Exercise
Write out all the rows below character for character, leaving out the pictures.

Saved entries
☆ ☆ ☆

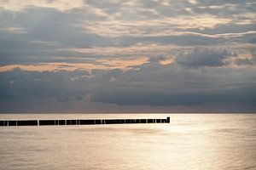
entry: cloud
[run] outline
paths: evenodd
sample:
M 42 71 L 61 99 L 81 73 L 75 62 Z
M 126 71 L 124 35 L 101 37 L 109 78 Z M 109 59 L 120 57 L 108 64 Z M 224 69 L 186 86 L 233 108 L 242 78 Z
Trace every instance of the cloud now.
M 225 60 L 229 57 L 236 57 L 236 54 L 226 49 L 217 49 L 206 47 L 196 47 L 190 51 L 182 52 L 176 59 L 176 62 L 189 67 L 201 66 L 224 66 L 229 63 Z
M 0 1 L 0 107 L 255 110 L 255 4 Z
M 50 71 L 57 72 L 61 71 L 74 71 L 76 70 L 91 71 L 94 70 L 114 70 L 119 69 L 128 71 L 134 66 L 143 65 L 148 61 L 148 58 L 119 60 L 97 60 L 96 63 L 39 63 L 36 65 L 9 65 L 0 66 L 0 72 L 12 71 L 20 69 L 26 71 Z

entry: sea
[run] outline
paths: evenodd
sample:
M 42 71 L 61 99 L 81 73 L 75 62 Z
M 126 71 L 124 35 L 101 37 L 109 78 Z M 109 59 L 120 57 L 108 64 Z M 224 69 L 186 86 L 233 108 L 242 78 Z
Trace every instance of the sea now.
M 0 169 L 256 169 L 256 114 L 1 114 L 0 120 L 166 116 L 171 123 L 0 127 Z

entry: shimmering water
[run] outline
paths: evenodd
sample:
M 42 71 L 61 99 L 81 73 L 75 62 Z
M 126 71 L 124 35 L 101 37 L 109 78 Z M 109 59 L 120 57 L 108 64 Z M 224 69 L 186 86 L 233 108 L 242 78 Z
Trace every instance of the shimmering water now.
M 0 169 L 256 169 L 256 115 L 0 115 L 165 118 L 170 124 L 0 127 Z

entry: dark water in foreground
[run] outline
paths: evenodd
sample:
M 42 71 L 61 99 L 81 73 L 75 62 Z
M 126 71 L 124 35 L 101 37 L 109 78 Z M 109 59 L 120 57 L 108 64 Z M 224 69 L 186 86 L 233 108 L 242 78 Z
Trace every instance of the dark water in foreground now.
M 256 115 L 0 115 L 166 118 L 170 124 L 0 127 L 0 169 L 256 169 Z

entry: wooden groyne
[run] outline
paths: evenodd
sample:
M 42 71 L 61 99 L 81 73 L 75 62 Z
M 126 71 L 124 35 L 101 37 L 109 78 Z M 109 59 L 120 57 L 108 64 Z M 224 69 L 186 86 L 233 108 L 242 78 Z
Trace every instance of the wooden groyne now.
M 166 119 L 0 120 L 0 127 L 102 125 L 102 124 L 131 124 L 131 123 L 170 123 L 170 117 L 166 117 Z

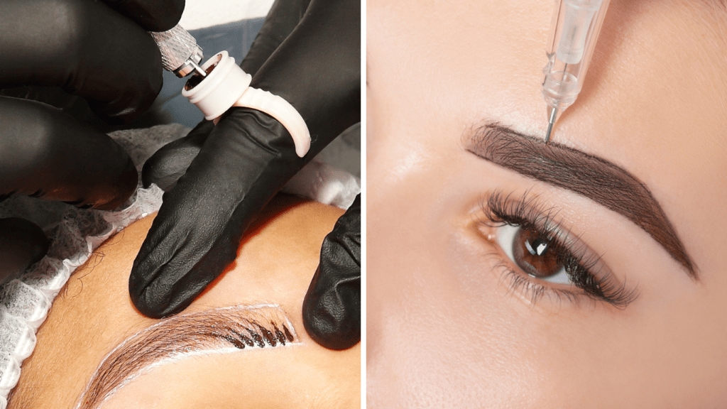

☆ ☆ ☆

Response
entry: cloud
[run] outline
paths: evenodd
sample:
M 42 71 L 61 99 L 81 73 L 75 62 Z
M 126 71 L 124 35 L 101 37 L 109 78 Z M 109 59 L 120 57 L 108 64 Z M 224 69 L 186 86 L 233 108 L 242 78 Z
Trace every instance of the cloud now.
M 225 60 L 229 57 L 236 57 L 236 54 L 226 49 L 217 49 L 206 47 L 196 47 L 190 51 L 182 52 L 176 59 L 176 62 L 189 67 L 201 66 L 224 66 L 229 63 Z
M 0 1 L 0 107 L 255 110 L 255 4 Z
M 50 71 L 57 72 L 61 71 L 74 71 L 76 70 L 91 71 L 94 70 L 114 70 L 119 69 L 128 71 L 134 66 L 143 65 L 148 61 L 148 58 L 119 60 L 97 60 L 96 63 L 39 63 L 36 65 L 9 65 L 0 66 L 0 72 L 12 71 L 20 69 L 26 71 Z

entry: sea
[run] outline
paths: evenodd
sample:
M 42 71 L 61 99 L 81 73 L 75 62 Z
M 126 71 L 124 35 L 101 37 L 109 78 Z M 109 59 L 120 57 L 108 64 Z M 224 69 L 186 86 L 233 108 L 242 78 Z
Trace every instance of the sea now.
M 0 169 L 256 169 L 256 114 L 1 114 L 0 120 L 166 116 L 171 123 L 0 127 Z

entry: shimmering water
[run] outline
paths: evenodd
sample:
M 42 71 L 61 99 L 81 73 L 75 62 Z
M 126 71 L 124 35 L 101 37 L 109 78 Z M 109 59 L 120 57 L 108 64 Z M 224 69 L 186 86 L 233 108 L 242 78 Z
Trace every instance of the shimmering water now.
M 0 169 L 256 169 L 256 115 L 0 115 L 165 118 L 170 124 L 0 127 Z

entry: dark water in foreground
[run] outline
paths: evenodd
sample:
M 42 71 L 61 99 L 81 73 L 75 62 Z
M 126 71 L 124 35 L 101 37 L 109 78 Z M 109 59 L 120 57 L 108 64 Z M 224 69 L 186 86 L 233 108 L 242 78 Z
Trace every instance of the dark water in foreground now.
M 256 115 L 0 115 L 166 118 L 170 124 L 0 127 L 0 169 L 256 169 Z

entry: wooden groyne
[run] outline
paths: evenodd
sample:
M 42 71 L 61 99 L 81 73 L 75 62 Z
M 126 71 L 124 35 L 101 37 L 109 78 Z M 109 59 L 120 57 L 108 64 Z M 224 69 L 186 86 L 233 108 L 242 78 Z
Trace every instance of the wooden groyne now.
M 166 119 L 0 120 L 0 127 L 102 125 L 102 124 L 131 124 L 131 123 L 170 123 L 170 117 L 166 117 Z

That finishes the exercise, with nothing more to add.